>>>
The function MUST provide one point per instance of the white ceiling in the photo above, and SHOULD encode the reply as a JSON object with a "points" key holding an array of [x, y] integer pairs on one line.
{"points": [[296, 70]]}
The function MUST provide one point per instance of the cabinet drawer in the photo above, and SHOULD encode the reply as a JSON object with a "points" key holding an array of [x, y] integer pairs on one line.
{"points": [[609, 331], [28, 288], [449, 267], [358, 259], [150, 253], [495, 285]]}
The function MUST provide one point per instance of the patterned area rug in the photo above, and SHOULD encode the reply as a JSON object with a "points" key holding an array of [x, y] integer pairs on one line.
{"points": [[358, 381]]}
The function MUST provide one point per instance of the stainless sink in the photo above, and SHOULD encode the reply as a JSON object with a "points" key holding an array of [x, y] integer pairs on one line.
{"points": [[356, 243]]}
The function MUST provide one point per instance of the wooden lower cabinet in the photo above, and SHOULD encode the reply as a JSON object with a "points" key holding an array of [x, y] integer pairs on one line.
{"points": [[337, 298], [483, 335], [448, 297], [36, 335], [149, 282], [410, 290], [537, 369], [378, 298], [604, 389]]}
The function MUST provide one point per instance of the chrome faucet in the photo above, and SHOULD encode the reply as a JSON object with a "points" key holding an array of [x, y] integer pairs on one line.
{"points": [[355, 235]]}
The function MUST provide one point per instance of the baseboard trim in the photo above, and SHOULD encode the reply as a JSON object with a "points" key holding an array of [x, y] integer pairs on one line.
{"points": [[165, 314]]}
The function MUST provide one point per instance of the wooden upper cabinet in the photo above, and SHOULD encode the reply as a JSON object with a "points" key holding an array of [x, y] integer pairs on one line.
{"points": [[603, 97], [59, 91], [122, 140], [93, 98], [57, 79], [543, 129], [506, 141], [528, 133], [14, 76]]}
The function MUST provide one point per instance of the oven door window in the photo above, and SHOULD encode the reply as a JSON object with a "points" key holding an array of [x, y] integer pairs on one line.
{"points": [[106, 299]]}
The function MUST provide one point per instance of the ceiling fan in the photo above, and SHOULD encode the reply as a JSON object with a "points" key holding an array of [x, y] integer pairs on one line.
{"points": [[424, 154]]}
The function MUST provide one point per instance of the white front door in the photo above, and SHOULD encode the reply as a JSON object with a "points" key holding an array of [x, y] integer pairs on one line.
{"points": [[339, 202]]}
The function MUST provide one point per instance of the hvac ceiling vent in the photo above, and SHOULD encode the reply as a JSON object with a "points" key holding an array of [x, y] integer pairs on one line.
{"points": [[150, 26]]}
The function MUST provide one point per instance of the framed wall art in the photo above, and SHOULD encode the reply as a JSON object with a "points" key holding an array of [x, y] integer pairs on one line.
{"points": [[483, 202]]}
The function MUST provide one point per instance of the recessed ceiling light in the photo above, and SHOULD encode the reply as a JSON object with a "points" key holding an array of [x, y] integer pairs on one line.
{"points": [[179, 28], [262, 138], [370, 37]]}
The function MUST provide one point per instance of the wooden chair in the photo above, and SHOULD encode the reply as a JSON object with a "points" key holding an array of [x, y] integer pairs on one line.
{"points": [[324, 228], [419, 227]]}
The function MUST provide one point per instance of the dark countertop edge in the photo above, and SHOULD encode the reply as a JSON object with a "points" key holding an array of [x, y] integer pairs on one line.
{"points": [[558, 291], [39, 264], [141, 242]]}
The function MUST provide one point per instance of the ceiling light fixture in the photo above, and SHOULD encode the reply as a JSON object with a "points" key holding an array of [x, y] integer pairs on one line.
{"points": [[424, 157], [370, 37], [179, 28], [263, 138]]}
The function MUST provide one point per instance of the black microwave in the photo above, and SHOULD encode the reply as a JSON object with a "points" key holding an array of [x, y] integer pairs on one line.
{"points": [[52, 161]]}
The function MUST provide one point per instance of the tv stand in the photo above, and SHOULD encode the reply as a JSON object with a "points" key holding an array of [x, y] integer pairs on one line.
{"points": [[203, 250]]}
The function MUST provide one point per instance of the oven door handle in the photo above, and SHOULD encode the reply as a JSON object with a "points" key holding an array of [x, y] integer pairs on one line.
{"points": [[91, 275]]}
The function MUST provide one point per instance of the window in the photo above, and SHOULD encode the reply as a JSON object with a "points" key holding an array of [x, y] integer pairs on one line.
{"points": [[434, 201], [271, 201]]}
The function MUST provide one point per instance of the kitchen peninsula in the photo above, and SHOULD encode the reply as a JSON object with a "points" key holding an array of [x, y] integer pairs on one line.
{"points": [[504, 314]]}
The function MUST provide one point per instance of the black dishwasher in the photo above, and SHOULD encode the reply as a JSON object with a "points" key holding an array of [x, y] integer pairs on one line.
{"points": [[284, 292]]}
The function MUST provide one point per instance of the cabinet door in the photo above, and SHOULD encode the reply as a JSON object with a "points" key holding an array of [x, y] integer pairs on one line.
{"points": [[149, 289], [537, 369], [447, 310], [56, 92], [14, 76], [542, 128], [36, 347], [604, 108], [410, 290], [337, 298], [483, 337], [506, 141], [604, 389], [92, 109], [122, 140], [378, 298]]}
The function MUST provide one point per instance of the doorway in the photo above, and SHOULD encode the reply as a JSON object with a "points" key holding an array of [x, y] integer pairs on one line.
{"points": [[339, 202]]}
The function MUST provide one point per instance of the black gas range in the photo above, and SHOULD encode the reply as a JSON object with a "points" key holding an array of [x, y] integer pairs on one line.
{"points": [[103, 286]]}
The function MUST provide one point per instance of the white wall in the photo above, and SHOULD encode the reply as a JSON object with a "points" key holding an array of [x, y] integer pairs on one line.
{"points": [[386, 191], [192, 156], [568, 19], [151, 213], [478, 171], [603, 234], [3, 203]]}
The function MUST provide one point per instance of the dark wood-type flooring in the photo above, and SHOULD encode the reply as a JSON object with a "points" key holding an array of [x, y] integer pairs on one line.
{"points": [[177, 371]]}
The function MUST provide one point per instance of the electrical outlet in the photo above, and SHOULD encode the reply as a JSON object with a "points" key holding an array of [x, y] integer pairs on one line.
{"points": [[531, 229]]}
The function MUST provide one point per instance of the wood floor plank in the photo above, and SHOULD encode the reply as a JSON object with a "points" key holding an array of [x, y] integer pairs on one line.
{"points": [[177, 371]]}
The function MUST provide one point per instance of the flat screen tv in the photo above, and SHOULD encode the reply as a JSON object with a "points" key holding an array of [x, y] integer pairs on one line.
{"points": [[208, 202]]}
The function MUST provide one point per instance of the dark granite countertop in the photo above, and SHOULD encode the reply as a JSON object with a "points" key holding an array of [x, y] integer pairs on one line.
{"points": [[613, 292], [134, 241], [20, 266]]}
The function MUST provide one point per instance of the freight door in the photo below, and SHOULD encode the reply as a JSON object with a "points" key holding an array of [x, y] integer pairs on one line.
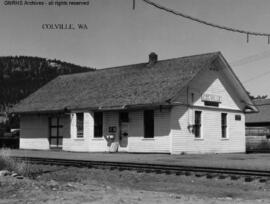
{"points": [[55, 133]]}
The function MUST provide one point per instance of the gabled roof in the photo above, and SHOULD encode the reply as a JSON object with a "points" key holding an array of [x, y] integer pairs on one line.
{"points": [[263, 116], [137, 84]]}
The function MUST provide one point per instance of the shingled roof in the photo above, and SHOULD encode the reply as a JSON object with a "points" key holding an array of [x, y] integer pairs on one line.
{"points": [[263, 116], [138, 84]]}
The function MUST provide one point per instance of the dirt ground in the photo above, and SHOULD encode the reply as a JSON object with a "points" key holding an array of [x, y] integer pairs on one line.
{"points": [[55, 184]]}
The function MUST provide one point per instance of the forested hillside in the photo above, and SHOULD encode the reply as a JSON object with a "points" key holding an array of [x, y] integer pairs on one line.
{"points": [[20, 76]]}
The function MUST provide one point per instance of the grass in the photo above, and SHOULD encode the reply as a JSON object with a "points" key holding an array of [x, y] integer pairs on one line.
{"points": [[11, 164]]}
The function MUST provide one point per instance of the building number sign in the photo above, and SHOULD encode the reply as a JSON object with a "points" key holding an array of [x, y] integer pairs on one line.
{"points": [[211, 98]]}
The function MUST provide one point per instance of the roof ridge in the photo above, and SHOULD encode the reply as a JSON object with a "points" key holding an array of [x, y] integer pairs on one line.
{"points": [[136, 64]]}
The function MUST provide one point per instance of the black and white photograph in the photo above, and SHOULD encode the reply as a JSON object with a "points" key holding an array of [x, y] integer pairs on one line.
{"points": [[134, 101]]}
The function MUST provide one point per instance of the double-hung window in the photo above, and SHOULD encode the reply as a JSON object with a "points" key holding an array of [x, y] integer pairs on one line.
{"points": [[148, 123], [224, 133], [197, 124], [79, 124], [98, 124]]}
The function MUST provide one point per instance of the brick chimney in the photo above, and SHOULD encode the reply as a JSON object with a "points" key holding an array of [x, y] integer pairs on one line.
{"points": [[153, 58]]}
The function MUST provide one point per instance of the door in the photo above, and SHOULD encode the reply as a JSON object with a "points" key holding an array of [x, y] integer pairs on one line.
{"points": [[123, 131], [55, 133]]}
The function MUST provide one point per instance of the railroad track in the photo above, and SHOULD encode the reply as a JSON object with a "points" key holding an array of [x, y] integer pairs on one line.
{"points": [[209, 172]]}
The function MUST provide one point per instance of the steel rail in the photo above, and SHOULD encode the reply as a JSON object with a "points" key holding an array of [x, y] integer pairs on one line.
{"points": [[147, 167]]}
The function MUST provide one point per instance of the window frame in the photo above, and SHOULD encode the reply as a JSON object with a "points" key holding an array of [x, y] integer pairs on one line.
{"points": [[100, 126], [80, 133], [198, 126], [148, 124], [224, 126]]}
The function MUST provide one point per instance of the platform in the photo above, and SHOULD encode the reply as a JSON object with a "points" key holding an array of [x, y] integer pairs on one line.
{"points": [[237, 161]]}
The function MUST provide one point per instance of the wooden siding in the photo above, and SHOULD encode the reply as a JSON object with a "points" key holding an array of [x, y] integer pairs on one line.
{"points": [[183, 140], [34, 132], [161, 140], [210, 82], [88, 143]]}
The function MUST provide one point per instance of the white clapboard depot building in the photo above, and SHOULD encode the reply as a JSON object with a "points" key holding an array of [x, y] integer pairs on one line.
{"points": [[193, 104]]}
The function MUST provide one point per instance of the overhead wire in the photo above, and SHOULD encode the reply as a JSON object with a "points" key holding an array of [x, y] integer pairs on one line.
{"points": [[227, 28]]}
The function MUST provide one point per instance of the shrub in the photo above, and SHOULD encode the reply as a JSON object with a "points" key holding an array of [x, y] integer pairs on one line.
{"points": [[11, 164]]}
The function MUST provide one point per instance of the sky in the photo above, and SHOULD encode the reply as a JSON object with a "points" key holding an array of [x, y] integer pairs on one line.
{"points": [[118, 35]]}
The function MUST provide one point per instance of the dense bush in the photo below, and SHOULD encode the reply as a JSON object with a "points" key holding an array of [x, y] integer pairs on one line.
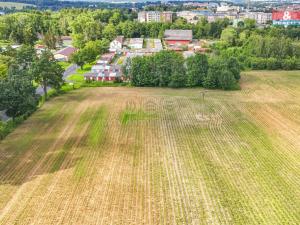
{"points": [[169, 69], [163, 69]]}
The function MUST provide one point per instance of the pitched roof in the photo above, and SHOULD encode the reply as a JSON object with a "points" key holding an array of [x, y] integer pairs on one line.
{"points": [[120, 39], [178, 35], [68, 51]]}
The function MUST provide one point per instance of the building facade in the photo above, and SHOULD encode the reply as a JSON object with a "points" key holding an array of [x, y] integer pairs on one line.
{"points": [[286, 17], [155, 16], [259, 17]]}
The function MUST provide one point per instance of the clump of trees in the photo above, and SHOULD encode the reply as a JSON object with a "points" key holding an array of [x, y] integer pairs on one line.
{"points": [[260, 50], [17, 87], [169, 69]]}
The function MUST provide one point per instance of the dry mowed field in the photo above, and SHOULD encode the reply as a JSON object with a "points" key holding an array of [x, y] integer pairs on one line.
{"points": [[158, 156]]}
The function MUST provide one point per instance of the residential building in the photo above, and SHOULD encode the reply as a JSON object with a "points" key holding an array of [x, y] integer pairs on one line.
{"points": [[155, 16], [260, 17], [104, 73], [66, 41], [64, 55], [166, 17], [106, 58], [39, 49], [178, 37], [117, 44], [142, 17], [286, 17], [136, 43]]}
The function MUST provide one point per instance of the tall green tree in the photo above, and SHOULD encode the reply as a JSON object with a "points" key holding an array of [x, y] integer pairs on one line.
{"points": [[17, 96], [197, 67], [47, 72]]}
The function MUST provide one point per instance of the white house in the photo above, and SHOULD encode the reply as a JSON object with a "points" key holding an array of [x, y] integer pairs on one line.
{"points": [[136, 43], [117, 44], [64, 54]]}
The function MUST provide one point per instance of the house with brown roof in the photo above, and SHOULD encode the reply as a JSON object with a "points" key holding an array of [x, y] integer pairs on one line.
{"points": [[64, 54], [117, 44], [178, 37]]}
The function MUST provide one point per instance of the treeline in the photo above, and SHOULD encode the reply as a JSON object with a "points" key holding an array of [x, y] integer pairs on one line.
{"points": [[18, 87], [261, 50], [89, 25], [170, 69]]}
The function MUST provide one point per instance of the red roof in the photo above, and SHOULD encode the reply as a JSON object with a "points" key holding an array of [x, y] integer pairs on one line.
{"points": [[68, 51]]}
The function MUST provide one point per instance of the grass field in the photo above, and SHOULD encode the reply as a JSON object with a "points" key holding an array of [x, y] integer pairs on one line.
{"points": [[117, 155], [14, 5]]}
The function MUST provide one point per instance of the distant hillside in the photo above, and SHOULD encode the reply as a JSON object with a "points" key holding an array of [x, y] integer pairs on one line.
{"points": [[14, 5]]}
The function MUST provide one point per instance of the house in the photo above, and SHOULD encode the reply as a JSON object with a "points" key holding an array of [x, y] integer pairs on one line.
{"points": [[117, 44], [178, 37], [106, 58], [65, 41], [136, 43], [39, 49], [64, 54], [104, 73], [155, 16]]}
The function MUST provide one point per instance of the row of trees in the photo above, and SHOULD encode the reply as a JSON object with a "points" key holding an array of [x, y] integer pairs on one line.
{"points": [[89, 25], [259, 50], [17, 87], [170, 69]]}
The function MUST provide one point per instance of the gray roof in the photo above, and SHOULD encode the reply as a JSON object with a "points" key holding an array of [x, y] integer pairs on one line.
{"points": [[178, 35]]}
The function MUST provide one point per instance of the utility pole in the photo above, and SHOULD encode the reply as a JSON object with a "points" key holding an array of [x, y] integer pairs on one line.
{"points": [[248, 4]]}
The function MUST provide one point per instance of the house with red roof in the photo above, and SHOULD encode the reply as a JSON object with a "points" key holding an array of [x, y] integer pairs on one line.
{"points": [[64, 54]]}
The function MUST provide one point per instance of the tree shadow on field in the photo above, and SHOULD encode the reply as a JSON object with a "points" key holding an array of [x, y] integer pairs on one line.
{"points": [[18, 167]]}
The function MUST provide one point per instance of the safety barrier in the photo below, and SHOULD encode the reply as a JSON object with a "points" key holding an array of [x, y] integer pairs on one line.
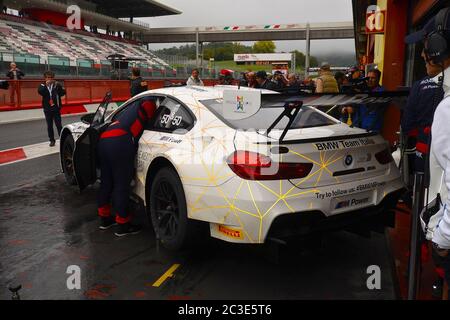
<<<
§ Set exercise
How many of the lines above contain the string "field"? Case counts; give only the number.

§ Task result
3